*Problem to solve*: Pull out each line of the records that contains the string "target", treating uppercase and lowercase as different.

::::

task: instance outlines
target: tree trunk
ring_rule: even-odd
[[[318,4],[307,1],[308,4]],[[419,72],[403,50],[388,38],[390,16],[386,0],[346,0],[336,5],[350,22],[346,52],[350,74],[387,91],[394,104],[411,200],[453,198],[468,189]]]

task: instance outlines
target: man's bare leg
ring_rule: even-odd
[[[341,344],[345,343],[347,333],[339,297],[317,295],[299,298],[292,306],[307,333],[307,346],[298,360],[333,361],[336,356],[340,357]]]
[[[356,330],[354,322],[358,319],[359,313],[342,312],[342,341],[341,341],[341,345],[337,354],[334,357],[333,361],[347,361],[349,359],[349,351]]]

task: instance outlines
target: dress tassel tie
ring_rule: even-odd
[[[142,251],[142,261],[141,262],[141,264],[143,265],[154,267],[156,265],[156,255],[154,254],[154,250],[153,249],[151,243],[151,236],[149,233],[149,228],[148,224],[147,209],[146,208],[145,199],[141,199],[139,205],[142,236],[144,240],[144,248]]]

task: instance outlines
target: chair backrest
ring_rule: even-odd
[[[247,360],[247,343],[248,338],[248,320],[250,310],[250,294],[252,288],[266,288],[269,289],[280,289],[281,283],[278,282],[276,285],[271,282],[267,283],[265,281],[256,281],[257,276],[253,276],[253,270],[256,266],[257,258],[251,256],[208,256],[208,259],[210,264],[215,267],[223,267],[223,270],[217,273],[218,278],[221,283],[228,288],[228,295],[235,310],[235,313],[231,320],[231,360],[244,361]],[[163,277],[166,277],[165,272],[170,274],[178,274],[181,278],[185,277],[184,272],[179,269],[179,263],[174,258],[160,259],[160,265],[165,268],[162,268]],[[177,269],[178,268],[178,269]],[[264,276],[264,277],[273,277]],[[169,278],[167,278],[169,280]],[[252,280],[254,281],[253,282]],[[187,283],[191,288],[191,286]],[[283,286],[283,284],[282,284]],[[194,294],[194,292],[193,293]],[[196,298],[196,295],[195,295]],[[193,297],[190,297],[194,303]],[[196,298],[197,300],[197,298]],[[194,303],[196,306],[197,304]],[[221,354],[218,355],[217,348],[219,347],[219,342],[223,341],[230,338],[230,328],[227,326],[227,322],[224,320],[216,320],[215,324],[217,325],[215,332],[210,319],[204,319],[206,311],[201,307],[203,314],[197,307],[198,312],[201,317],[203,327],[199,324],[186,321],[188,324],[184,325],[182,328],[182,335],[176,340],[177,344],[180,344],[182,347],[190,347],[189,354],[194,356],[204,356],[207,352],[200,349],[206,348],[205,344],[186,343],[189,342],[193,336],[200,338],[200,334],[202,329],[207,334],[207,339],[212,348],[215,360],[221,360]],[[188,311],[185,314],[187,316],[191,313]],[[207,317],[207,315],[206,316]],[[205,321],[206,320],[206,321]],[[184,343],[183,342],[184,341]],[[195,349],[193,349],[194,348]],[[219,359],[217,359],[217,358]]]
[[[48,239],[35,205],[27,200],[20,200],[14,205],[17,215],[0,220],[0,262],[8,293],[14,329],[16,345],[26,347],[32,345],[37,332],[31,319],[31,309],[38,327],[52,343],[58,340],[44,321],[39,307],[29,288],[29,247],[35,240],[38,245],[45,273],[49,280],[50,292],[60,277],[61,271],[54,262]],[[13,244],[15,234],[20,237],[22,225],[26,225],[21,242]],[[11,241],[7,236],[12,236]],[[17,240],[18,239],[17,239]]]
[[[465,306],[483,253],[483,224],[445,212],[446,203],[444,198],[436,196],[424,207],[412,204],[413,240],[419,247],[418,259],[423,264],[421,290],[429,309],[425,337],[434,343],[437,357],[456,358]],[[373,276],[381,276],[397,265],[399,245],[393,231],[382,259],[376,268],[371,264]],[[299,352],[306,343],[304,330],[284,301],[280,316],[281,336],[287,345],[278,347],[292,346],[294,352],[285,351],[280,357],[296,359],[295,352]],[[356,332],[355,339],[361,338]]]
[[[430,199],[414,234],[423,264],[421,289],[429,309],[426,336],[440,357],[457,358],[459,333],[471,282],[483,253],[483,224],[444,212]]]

::::

*Completed task*:
target: tree trunk
target: man's bare leg
target: dress tassel tie
target: chair backrest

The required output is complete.